**Exercise description:** Copy out the part of the news summary below from "31/10/01 – Hallowe’en" up to and including "dumped cars, though.".

31/10/01 – Hallowe’en News
Tony Blair goes East – an end to terrorism. Metal doors on planes. Good times coming to an end? No more dumped cars, though.
Tony Blair was not stunned in Damascus when the bombs weren’t going down well. If the smiles look uneasy, that’s not surprising. Syria doesn’t support Israel and isn’t happy. “It is difficult to come here and do anything, but let’s at least try”. The NY attacks are changing things – new relationships, one small bridge built. Tony’s odyssey. Blessed are the peacemakers – not around here they’re not. Syria is vital – it’s hard-line, an enemy of Israel. We have a common interest in peace. They all stand clapping Assad, but little really changes. Syria is linked to terrorism with infographics. Syria will stick to a removal from the occupied territories. We join our friend in Jerusalem. What will he achieve? Two messages: support for the “coalition”, stop the drama. Hoping for a historic declaration in Saudi Arabia. Remember the prize.

**Records supplied:**
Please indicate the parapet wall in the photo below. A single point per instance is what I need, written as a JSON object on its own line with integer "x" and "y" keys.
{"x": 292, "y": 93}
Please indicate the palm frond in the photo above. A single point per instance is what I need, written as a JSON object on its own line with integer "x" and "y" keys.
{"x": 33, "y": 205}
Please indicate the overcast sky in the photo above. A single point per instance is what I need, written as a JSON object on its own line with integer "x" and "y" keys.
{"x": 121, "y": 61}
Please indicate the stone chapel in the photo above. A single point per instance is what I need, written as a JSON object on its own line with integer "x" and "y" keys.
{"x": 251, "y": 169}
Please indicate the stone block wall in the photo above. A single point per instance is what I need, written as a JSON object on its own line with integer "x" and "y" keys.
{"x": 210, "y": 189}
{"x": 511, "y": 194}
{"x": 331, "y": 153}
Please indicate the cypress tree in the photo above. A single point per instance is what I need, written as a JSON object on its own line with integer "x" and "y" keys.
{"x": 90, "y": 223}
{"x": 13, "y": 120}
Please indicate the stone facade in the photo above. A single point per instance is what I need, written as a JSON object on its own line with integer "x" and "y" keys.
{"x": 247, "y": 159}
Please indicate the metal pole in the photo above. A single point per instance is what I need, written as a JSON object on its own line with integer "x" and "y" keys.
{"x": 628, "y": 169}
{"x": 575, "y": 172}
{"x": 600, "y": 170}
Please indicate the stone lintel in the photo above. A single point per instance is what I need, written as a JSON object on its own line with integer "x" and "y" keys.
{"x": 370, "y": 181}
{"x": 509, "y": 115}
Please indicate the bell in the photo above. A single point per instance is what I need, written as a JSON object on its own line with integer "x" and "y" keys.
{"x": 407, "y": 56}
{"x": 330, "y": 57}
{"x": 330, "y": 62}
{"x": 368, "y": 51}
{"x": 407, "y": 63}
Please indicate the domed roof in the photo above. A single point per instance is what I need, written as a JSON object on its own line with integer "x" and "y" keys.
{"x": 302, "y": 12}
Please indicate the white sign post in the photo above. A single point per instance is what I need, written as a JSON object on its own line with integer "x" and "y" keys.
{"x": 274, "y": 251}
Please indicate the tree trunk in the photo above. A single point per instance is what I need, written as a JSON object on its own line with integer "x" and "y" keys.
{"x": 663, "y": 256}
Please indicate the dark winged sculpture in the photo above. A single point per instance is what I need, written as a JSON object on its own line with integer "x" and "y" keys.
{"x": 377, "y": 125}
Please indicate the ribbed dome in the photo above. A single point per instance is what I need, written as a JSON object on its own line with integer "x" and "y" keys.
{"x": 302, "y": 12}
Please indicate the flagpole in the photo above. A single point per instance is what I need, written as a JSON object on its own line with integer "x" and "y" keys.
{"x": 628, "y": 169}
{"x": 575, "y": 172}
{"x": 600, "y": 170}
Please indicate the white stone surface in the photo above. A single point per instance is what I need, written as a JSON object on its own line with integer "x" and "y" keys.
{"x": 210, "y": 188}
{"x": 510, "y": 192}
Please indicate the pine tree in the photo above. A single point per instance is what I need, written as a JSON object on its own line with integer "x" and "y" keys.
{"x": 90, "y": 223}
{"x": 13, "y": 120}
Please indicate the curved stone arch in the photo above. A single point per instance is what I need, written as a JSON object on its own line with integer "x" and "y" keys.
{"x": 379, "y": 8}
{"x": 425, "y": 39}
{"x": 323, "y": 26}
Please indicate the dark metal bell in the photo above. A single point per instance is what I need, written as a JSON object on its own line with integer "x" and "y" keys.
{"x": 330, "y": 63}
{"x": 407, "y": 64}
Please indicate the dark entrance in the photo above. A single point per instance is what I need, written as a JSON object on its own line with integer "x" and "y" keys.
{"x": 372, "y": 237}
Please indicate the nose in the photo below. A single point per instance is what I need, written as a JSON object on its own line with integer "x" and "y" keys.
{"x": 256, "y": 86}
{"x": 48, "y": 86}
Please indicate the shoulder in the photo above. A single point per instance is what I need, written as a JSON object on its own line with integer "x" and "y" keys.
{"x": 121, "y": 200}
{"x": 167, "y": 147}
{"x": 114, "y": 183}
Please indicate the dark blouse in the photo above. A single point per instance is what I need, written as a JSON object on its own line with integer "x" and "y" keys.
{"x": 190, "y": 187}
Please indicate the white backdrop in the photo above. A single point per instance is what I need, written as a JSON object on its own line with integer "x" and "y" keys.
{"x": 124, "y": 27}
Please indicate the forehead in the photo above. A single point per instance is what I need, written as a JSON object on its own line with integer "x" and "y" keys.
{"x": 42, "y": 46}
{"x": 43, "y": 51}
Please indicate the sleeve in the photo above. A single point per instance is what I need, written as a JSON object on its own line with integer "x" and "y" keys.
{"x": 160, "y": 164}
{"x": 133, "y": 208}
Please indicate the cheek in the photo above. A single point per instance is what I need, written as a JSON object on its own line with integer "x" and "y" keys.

**Solved exercise:**
31/10/01 – Hallowe’en News
Tony Blair goes East – an end to terrorism. Metal doors on planes. Good times coming to an end? No more dumped cars, though.